Passage -
The Commission's public report Certain Stainless Steel Sheet and Strip from France, Germany, Italy, Japan, Mexico, the Republic of Korea, Taiwan, and the United Kingdom (Investigations Nos. 701-TA- 380-382 and 731-TA-797-804 (Final), USITC Publication 3208, July 1999) will contain the views of the Commission and information developed during the investigations.
Copies may be obtained after August 9, 1999, by calling 202-205-1809 or from the Office of the Secretary, 500 E Street SW, Washington, DC 20436. Requests may also be made by fax to 202-205-2104.
Certain Stainless Steel Sheet and Strip from
France, Germany, Italy, Japan, Korea, Mexico, Taiwan and the United Kingdom
Investigations Nos. 701-TA-380-382 and 731-TA-797-804 (Final)

Aim of the task - Retype part of the stainless steel sheet and strip notice word for word, beginning at the words "Copies may be" and stopping after "fax to 202-205-2104.".

Extracted records -
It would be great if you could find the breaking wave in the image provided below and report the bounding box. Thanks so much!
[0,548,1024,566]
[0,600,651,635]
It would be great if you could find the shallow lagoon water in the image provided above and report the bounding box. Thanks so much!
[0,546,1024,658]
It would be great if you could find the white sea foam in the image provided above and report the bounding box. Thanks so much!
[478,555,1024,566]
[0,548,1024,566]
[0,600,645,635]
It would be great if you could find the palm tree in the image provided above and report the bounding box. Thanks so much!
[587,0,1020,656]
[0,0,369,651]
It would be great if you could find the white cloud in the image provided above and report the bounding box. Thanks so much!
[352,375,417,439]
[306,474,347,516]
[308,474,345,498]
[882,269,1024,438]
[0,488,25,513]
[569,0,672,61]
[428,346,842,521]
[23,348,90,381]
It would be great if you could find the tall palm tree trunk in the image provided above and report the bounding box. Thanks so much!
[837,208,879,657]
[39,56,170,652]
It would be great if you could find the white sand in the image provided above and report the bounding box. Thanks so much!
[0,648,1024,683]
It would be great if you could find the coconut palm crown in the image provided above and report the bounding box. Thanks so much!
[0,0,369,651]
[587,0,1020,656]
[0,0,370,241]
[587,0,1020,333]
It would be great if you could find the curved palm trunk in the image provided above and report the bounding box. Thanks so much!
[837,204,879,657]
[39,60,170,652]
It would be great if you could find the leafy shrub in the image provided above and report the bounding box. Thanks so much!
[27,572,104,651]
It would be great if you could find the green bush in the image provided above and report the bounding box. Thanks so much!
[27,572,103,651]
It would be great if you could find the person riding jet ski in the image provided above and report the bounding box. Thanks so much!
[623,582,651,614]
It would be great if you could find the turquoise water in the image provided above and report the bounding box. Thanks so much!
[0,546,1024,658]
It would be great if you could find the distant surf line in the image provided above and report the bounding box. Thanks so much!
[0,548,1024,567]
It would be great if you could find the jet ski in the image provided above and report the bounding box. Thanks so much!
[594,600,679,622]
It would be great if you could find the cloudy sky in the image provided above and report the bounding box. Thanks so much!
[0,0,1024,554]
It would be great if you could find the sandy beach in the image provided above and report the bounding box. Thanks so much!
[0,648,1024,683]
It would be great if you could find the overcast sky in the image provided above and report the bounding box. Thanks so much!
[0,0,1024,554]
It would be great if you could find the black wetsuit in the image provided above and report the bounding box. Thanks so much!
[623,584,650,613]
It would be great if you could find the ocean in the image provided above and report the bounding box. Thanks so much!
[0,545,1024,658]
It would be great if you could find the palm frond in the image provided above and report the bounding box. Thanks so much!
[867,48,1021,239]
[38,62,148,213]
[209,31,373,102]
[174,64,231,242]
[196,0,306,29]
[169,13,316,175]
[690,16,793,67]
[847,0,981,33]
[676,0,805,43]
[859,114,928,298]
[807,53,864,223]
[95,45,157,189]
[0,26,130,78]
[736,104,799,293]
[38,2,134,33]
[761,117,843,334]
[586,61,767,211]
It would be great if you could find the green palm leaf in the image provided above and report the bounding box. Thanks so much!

Response -
Copies may be obtained after August 9, 1999, by calling 202-205-1809 or from the Office of the Secretary, 500 E Street SW, Washington, DC 20436. Requests may also be made by fax to 202-205-2104.